(Labeled-object pointing lines)
========================

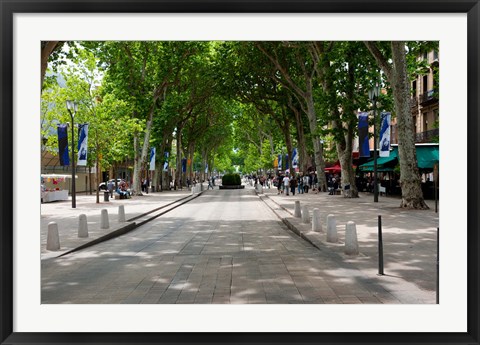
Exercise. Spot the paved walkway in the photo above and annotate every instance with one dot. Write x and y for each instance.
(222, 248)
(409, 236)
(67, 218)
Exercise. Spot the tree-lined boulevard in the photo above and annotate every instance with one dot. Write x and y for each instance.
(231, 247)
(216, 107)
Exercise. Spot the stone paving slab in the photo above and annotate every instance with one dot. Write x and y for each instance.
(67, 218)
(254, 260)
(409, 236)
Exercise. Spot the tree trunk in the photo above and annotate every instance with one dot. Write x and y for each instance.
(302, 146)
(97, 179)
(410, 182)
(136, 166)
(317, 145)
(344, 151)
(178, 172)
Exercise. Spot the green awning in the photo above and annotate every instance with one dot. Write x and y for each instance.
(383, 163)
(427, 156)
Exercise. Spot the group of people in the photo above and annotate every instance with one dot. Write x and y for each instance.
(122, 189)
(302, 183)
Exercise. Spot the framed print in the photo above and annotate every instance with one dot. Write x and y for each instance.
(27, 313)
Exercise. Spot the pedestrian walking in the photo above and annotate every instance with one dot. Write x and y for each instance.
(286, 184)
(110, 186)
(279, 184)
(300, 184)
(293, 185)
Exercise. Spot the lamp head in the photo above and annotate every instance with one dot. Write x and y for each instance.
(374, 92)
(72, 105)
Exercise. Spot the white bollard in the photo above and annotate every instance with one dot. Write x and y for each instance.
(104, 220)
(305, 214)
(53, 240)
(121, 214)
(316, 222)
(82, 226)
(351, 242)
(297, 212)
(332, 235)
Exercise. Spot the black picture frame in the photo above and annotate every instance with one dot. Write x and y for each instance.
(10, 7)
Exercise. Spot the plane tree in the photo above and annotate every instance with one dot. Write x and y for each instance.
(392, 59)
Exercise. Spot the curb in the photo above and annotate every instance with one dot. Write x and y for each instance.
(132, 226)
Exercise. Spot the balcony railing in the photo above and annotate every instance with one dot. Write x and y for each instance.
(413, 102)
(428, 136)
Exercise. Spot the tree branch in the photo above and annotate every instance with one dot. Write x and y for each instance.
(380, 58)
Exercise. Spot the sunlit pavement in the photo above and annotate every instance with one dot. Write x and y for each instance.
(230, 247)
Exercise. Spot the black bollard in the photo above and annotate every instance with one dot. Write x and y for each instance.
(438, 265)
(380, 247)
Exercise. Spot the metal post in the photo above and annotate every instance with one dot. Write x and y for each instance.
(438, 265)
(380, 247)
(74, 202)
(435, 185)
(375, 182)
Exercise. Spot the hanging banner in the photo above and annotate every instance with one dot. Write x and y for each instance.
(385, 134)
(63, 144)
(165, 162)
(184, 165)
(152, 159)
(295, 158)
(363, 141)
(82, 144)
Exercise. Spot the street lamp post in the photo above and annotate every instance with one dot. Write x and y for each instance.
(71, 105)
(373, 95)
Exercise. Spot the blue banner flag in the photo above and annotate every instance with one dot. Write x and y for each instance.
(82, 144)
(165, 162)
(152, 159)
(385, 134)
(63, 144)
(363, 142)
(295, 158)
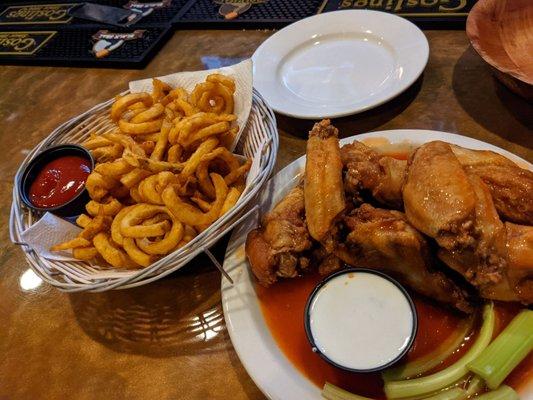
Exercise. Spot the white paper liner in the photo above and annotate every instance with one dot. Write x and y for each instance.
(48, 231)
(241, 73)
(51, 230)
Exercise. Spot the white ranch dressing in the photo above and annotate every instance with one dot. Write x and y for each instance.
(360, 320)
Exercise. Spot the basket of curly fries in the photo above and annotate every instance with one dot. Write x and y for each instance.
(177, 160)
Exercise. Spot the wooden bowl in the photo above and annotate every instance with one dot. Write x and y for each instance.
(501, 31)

========================

* Work instructions: Rewrite the lines starting with the one that contains "Exercise. Spot the wooden" and going on through the last line, keeping all their wording but adding 97 to every x and y coordinate in the answers.

* Output of the exercise:
Exercise. Spot the wooden bowl in the photo above and annotate every instance with one dot. Write x and y for each instance.
(598, 128)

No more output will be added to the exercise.